### EXCERTO DO TEXTO
PAOLO MOIOLA, jornalista
Revista Além-Mar, Fevereiro 2018
A Amazónia é um lugar único. Durante milénios habitada somente por povos indígenas, hoje hospeda também outras populações. Uns e outros devem enfrentar muitos problemas, porque a Amazónia se transformou num lugar cobiçado por causa das suas riquezas. O Vicariato de Puerto Leguízamo–Solano convidou dezenas de pessoas dos três países confinantes – Peru, Equador e Colômbia – para debater sobre como defender a Amazónia do assalto dos exploradores. Chamou a este evento Minga Amazónica Fronteiriça.
Em direcção a Puerto Leguízamo.
No pequeníssimo aeroporto de Puerto Asís não é fácil obter informações. Não há ecrãs com indicações nem anúncios. O avião da Satena, a companhia colombiana gerida pelos militares, que nos trouxe de Bogotá até aqui está agora parado na pista. Finalmente um funcionário explica-nos que em Puerto Leguízamo, meta da viagem, está a chover copiosamente e portanto a partida é adiada até que as condições meteorológicas melhorem. Normalmente nas zonas equatoriais as chuvas são muito intensas, mas esgotam-se em pouco tempo. De qualquer modo não há quaisquer protestos dos passageiros porque ninguém deseja embarcar num voo arriscado. De repente é aberta a porta que leva à pista onde o avião está estacionado (o único avião). Subimos a escada confiantes de retomar a viagem. Sento-me ao lado da janela com a máquina fotográfica na esperança de poder imortalizar algumas imagens nas alturas. O voo decorre tranquilamente, tirando alguns solavancos normais. Nuvens negras impedem de ver bem a terra lá em baixo. Todavia, não faltam algumas abertas no céu que permitem admirar os lugares sobrevoados. É uma visão que fascina mas que ao mesmo tempo faz pensar e entristecer. Em baixo está a Amazónia e o verde domina ainda certamente, mas os espaços descoloridos ou reduzidos a pastagem são amplos. O elemento mais notório são os rios, muitos, longos e sinuosos. As suas águas não se mostram azuis ou verdes, mas castanhas como a terra que transportam.
O voo dura cerca de uma hora. Apesar da chuva, a aterragem é relativamente fácil. O aeroporto de Puerto Leguízamo é uma pista em mau estado no meio do campo e um pequeno pavilhão baixo e anónimo em direcção ao qual se encaminham os passageiros da Satena. A pista está separada por uma rede metálica através da qual se vêem alguns mototáxis, veículos de três rodas que constituem o meio de transporte mais difundido. E logo atrás um grande cartaz descolorido pelo sol e pela chuva que dá as boas-vindas a Puerto Leguízamo, pequena cidade estendida ao longo das margens do Putumayo, tendo em frente o Peru e pouco acima o Equador.
No voo encontrei o P.e Francisco Pinilla, colombiano e missionário da Consolata que trabalha nestas paragens há seis anos. Aproveito de imediato para lhe pedir uma descrição do lugar.
######
### DADOS GUARDADOS
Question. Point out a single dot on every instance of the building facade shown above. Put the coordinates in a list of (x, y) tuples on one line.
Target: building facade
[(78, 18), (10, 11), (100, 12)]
######
■ DESCRIÇÃO DO EXERCÍCIO:
Indique, por favor, se cada afirmação concorda com o texto sobre a Amazónia, respondendo sim ou não e citando as palavras do texto que o decidem: (a) O avião da Satena trouxe os passageiros de Bogotá até Puerto Asís. (b) Os passageiros protestaram contra o adiamento da partida. (c) O voo até Puerto Leguízamo dura cerca de duas horas. A listagem não tem qualquer relação com o texto sobre a Amazónia.

■ RESULTADO:
(a) Sim: «que nos trouxe de Bogotá até aqui»
(b) Não: «não há quaisquer protestos dos passageiros»
(c) Não: «O voo dura cerca de uma hora.»